This exercise calls for every line of the listing below that contains the word "green".

+===+

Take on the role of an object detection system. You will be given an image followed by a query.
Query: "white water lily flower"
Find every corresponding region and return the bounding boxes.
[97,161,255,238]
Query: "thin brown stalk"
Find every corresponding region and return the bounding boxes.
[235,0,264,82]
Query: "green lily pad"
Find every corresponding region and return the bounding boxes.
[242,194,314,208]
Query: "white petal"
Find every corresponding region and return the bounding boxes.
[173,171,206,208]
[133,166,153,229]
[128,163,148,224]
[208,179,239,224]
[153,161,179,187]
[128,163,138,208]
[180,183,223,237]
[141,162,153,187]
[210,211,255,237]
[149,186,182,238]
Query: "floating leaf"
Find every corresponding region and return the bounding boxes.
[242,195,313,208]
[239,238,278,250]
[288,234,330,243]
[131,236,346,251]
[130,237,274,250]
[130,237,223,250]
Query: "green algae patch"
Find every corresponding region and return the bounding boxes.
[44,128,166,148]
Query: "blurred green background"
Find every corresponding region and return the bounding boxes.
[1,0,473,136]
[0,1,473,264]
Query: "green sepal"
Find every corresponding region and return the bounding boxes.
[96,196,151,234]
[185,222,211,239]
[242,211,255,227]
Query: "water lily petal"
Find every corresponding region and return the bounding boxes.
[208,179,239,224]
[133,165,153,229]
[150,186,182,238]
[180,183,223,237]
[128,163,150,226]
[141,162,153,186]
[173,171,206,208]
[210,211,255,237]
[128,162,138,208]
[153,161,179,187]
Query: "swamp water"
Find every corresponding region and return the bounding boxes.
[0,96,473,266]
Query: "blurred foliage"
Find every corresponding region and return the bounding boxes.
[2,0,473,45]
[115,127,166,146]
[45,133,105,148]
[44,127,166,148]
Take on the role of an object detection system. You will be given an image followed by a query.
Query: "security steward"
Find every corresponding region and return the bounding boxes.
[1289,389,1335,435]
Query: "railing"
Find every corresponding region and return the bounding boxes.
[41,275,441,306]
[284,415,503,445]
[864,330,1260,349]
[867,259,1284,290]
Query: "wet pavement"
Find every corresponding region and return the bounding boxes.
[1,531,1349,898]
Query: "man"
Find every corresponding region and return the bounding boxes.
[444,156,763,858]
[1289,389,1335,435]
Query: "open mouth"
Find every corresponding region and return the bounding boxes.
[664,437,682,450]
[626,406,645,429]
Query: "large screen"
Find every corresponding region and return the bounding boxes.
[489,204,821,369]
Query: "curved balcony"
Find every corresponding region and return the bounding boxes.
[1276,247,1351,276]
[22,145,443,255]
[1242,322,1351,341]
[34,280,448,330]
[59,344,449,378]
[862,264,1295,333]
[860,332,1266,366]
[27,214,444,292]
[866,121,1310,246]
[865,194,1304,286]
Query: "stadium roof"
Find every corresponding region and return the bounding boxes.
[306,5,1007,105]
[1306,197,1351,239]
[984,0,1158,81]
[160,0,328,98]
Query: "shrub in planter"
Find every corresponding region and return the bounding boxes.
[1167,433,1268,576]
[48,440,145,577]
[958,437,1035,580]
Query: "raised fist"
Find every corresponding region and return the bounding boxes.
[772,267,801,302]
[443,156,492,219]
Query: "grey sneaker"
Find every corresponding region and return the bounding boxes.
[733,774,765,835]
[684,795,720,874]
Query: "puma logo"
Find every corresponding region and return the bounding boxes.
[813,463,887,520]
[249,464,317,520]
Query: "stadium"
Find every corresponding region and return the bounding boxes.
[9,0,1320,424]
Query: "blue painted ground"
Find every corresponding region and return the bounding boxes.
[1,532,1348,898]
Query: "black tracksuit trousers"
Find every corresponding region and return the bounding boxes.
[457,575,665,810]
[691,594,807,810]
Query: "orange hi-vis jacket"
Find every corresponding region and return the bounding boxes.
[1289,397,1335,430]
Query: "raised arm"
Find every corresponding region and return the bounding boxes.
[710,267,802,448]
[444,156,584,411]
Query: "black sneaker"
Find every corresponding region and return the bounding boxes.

+===+

◆ FINISHED TASK ◆
Query: "green lily pad"
Query: "green algae patch"
Query: "blurred green background"
Query: "green sepal"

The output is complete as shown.